> _Tarefas do exercício_
A – Segundo o texto sobre a editora Quelônio, de que material é feito o papel da capa de "O livro dos jardins"?
B – Prossiga o texto sobre a editora Quelônio a partir da última frase apresentada.

> _Texto_
Depoimento / Ana Martins Marques  (autora de “O livro dos jardins”)

O convite para publicar “O livro dos jardins” na Quelônio surgiu por intermédio da poeta Júlia de Carvalho Hansen, que lançou pela editora o livro “Alforria blues”. Eu já conhecia algumas publicações da Quelônio, como esse livro da Júlia e o ótimo “A órbita de King Kong”, do José Luiz Passos. Quando me perguntaram se eu gostaria de publicar alguma coisa pela editora, logo lembrei dessa pequena série de poemas que giravam todos de alguma forma em torno do universo das plantas, das flores ou dos jardins, e pensei que seria apropriado que eles saíssem em tipografia, numa edição artesanal, costurada à mão… Imaginei que o trabalho da Quelônio, uma editora que publica literatura brasileira em edições muito caprichadas, frequentemente utilizando tipografia e outras técnicas tradicionais de impressão e acabamento, combinaria com a ideia de “cuidado”, “cultivo”, que eu associava à imagem do jardim. O trabalho da editora revelou que eu não poderia estar mais certa! O projeto gráfico, assinado pela Silvia Nastari, lembra um pouco um caderno de campo, amarrado por uma linha vermelha. O papel da capa é feito de folhas de bambu verde. Acho muito bonito o fato de o papel, que é bem rústico, deixar ver sua origem vegetal, como um lembrete de que os livros um dia foram árvores. Também me encanta o fato de que cada exemplar do livro seja diferente um do outro. Para a segunda edição, acrescentei quatro poemas novos. Fico feliz de ver o livro crescer, como é próprio dos jardins. 





 

Entrevista / Silvia Nastari (Quelônio)
“Vemos uma grande demanda de autores querendo publicar”

 

Quais os maiores desafios de ser uma editora no Brasil?

O maior desafio para nós é o custo e o alcance do que produzimos. É muito caro fazer um livro. É muito trabalho fazer este livro circular, chegar ao público. No nosso caso de uma editora independente de médio porte, esse custo esbarra também no custo pessoal, numa sobrecarga de trabalho. Vemos uma grande demanda de autores querendo publicar, poucos incentivos e uma cadeia do livro muitas vezes refratária a livros mais delicados ou de gêneros pouco apelativos. Só trabalhamos com ficção e com poesia de autores brasileiros contemporâneos, e o mercado e a imprensa infelizmente continuam a destinar pouco espaço para essa produção.

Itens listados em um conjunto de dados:
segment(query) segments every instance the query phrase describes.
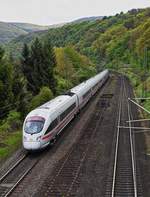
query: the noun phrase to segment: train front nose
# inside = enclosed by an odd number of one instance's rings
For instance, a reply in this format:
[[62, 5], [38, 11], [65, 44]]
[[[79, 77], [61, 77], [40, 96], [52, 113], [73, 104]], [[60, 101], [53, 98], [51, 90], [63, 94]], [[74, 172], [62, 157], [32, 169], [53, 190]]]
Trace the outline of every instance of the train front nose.
[[23, 147], [26, 150], [38, 150], [41, 148], [40, 140], [37, 140], [35, 137], [23, 137]]
[[38, 150], [41, 148], [41, 143], [40, 142], [30, 142], [30, 141], [24, 141], [23, 142], [23, 147], [26, 149], [26, 150]]

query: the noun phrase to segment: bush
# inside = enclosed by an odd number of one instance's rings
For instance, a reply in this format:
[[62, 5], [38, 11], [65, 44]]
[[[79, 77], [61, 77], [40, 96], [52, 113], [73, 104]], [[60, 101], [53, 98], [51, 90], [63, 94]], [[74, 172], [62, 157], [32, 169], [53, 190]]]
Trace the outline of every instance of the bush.
[[20, 113], [16, 111], [10, 111], [7, 119], [0, 127], [0, 131], [16, 131], [21, 126]]
[[48, 87], [42, 87], [39, 94], [34, 96], [29, 105], [29, 111], [46, 103], [53, 98], [53, 93]]

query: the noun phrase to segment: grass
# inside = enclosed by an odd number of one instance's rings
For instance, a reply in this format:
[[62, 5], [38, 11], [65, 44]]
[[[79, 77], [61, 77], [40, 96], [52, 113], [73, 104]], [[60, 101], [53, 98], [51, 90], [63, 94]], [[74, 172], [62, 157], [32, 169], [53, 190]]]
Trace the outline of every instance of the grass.
[[0, 161], [6, 159], [8, 156], [10, 156], [19, 146], [22, 142], [22, 133], [21, 131], [15, 131], [15, 132], [1, 132], [0, 135]]

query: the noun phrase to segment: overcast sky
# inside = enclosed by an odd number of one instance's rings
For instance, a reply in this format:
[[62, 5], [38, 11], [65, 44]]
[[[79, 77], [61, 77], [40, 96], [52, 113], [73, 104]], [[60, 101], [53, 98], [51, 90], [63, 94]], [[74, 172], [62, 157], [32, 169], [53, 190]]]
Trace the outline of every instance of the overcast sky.
[[0, 0], [0, 21], [50, 25], [150, 7], [150, 0]]

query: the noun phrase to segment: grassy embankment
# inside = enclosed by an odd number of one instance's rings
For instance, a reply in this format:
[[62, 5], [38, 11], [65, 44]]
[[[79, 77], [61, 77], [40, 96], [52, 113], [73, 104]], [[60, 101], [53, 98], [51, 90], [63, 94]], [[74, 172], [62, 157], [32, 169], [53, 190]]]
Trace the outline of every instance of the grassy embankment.
[[6, 159], [21, 145], [21, 121], [18, 112], [10, 112], [7, 119], [0, 121], [0, 161]]

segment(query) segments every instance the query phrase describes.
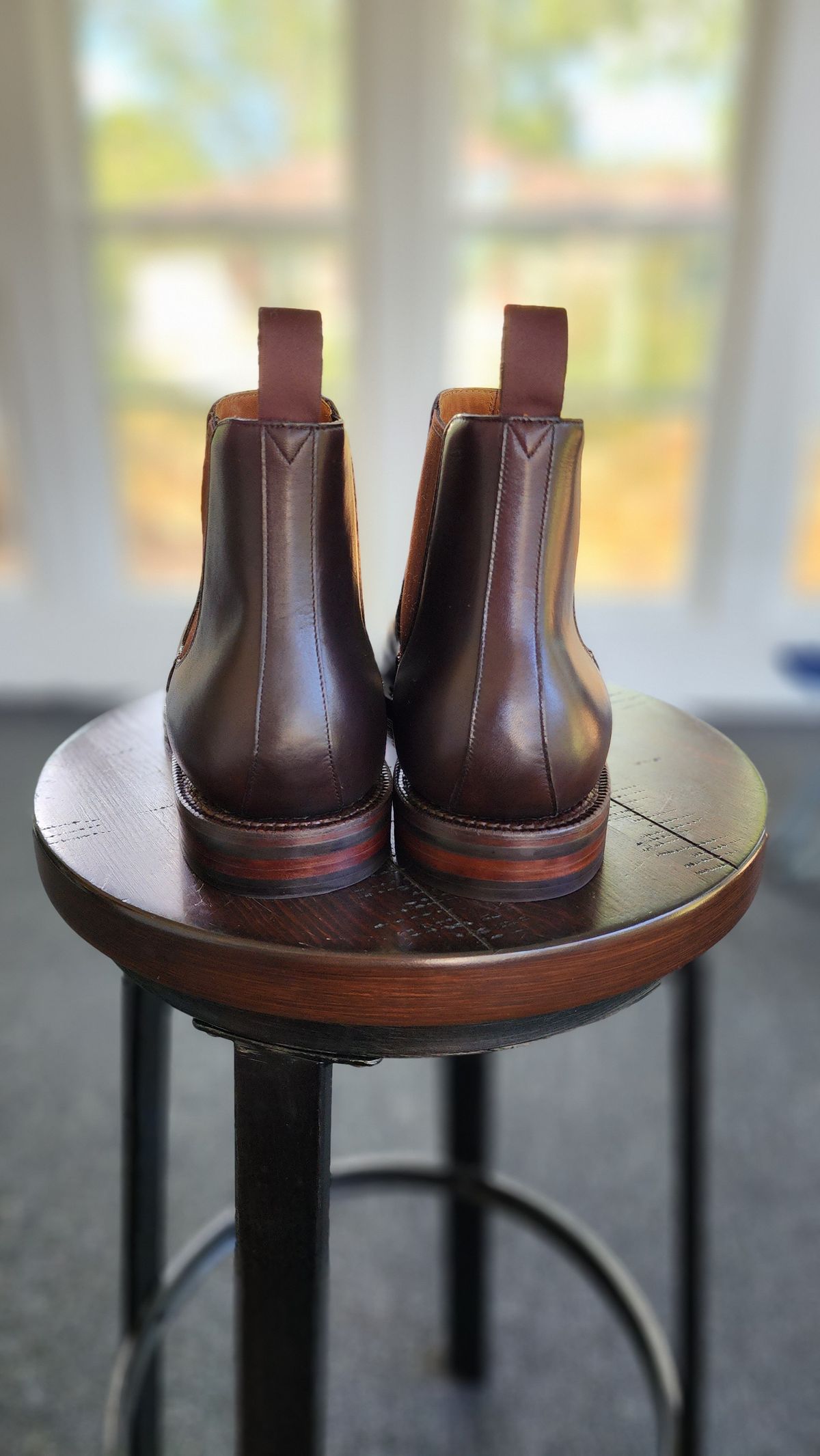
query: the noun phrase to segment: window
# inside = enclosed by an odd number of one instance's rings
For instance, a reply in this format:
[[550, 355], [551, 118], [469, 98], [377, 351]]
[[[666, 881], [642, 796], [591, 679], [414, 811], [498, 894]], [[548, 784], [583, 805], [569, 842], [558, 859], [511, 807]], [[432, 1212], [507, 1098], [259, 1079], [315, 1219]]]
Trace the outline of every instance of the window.
[[251, 387], [256, 309], [320, 307], [350, 374], [341, 0], [84, 0], [77, 70], [112, 473], [130, 572], [200, 568], [213, 400]]
[[581, 588], [686, 572], [741, 33], [737, 0], [460, 0], [452, 377], [495, 379], [507, 300], [567, 306]]
[[7, 687], [165, 680], [205, 412], [252, 386], [261, 301], [322, 309], [379, 642], [433, 397], [492, 383], [504, 303], [542, 301], [569, 312], [578, 614], [604, 671], [685, 706], [791, 700], [782, 646], [820, 635], [820, 6], [7, 12]]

> _Tarefas resolvidas_
A – De folhas de bambu verde.

B –
 

Quais os próximos capítulos de sua editora?

Na Quelônio, tivemos de diminuir a quantidade de lançamentos, pois dependemos muitos dos eventos presenciais, e durante a pandemia ficou inviável. Agora, nesse período de retomada, tivemos que pensar cada vez mais na produção dos livros, encontrar alternativas híbridas para viabilizar as produções mais experimentais, imprimindo parte da publicação em tipografia, carimbo, serigrafia etc e parte em impressoras digitais ou offset. Estamos abrindo novas frentes de trabalho, como os cursos em torno das artes do livro, oficinas e a retomada de edições mais colaborativas, como no nosso curso de plaquetes. Além dos livros, nossa linha de papelaria literária também deve crescer, como uma forma de expandir a literatura para além do livro e preservar esse caminho de pesquisa e atuação com a memória gráfica.  

 

Qual livro ou autor, brasileiro ou estrangeiro, gostaria de ter sido a primeira a editar?

São tantos nomes, com tantas possibilidades gráficas... mas gostaria de fazer uma edição artesanal para “Vidas secas”, do Graciliano Ramos e, claro, seria incrível publicar o Drummond, meu poeta da vida. Mas confesso que já realizei desejos editando “Eu sou a monstra”, de Hilda Hilst, “80 anos”, de Francisco Alvim e “O livro dos jardins”, de Ana Martins Marques. Este ano estou muito feliz e honrada com a possibilidade de publicar um livro de poemas da editora Heloisa Jahn, “Palindroma”, que deve sair em outubro e tem tudo a ver com o catálogo da Quelônio, pois une os poemas da autora e as ilustrações de Carlos de Moraes de uma maneira muito surpreendente, em lâminas soltas, de uma forma ao mesmo tempo livre e intensa, algo que admiramos muito nessa relação entre texto e imagem. Para mim, será a melhor forma de homenagear uma editora que teve uma atuação tão importante para a literatura no Brasil.